Entries shown:
^^^^^^^^^^^^^^^^

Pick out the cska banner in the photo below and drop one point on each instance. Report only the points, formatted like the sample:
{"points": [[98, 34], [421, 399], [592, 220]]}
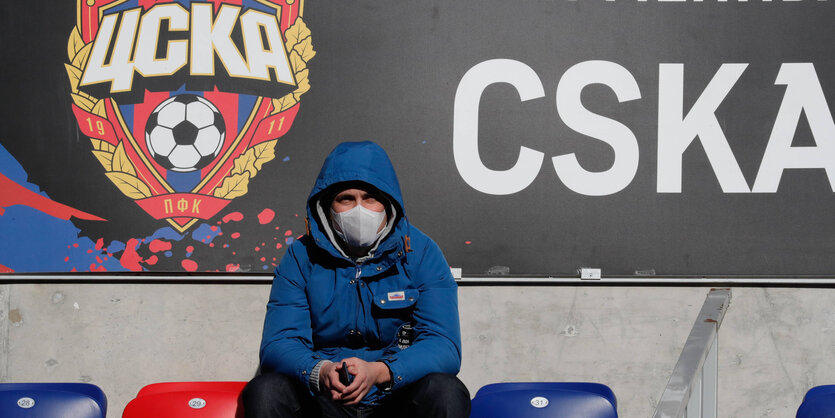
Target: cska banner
{"points": [[150, 88], [688, 138]]}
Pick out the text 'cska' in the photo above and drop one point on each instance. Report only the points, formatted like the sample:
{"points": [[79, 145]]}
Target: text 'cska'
{"points": [[167, 38]]}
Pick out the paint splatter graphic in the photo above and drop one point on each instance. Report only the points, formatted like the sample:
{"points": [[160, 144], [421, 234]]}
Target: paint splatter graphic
{"points": [[47, 241]]}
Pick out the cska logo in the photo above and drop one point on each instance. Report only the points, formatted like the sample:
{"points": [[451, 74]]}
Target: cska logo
{"points": [[184, 101]]}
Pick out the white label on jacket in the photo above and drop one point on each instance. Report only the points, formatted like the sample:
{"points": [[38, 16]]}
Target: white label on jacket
{"points": [[26, 402]]}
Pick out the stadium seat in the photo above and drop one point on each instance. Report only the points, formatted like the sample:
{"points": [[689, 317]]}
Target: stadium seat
{"points": [[544, 399], [187, 399], [819, 402], [52, 400]]}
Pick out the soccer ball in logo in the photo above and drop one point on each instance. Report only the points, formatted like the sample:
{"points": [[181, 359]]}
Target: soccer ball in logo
{"points": [[185, 133]]}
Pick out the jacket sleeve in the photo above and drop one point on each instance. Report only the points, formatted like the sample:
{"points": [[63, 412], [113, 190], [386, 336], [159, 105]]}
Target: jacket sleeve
{"points": [[286, 343], [437, 344]]}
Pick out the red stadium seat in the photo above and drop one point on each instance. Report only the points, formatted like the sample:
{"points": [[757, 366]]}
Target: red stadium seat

^^^^^^^^^^^^^^^^

The problem: Please reproduce all the material exactly. Pictures stay out of the copy.

Exercise answer:
Pick out the cska banner in the photo below and drop one point on each instance. Report only the points, formatted like the sample:
{"points": [[98, 34], [421, 399], [592, 220]]}
Target: cska banner
{"points": [[150, 88], [688, 138]]}
Pick out the text 'cska' in the photo above and drop one point on each instance. Report only the points, formatted like the sample:
{"points": [[79, 145]]}
Target: text 'cska'
{"points": [[167, 38]]}
Pick out the paint splatter graphic in the photo above and drop one point on each instance. Report only the points, formatted like the sample:
{"points": [[160, 144], [421, 234]]}
Target: paint splatter graphic
{"points": [[47, 241]]}
Pick out the cska logo in the photo above and drop one point on each instance. Report only the points, formatted like the sample:
{"points": [[451, 74]]}
Target: cska logo
{"points": [[184, 101]]}
Pick out the white label on jacket in the photo above and drop one point on each instance. Report only the points, formatted like the sample:
{"points": [[38, 16]]}
Target: white label on jacket
{"points": [[26, 402]]}
Pick out the stadium seat in the photo above and drop one point on each instance. Report only the points, formatted like the sample:
{"points": [[689, 317]]}
Target: stadium seat
{"points": [[544, 399], [187, 399], [819, 402], [52, 400]]}
Pick out the soccer ball in logo in the photo above and drop one point on each instance. Report only the points, formatted like the sample:
{"points": [[181, 359]]}
Target: soccer ball in logo
{"points": [[185, 133]]}
Pick out the jacket sleeve in the photo above and drop one point on each instance. Report only the points, formatted like the sample:
{"points": [[63, 412], [113, 190], [386, 336], [159, 105]]}
Target: jacket sleeve
{"points": [[286, 343], [437, 344]]}
Pick out the red stadium seat in the photo above and drop one point on each instance. Report only the points, formatted like the sample:
{"points": [[757, 366]]}
Target: red stadium seat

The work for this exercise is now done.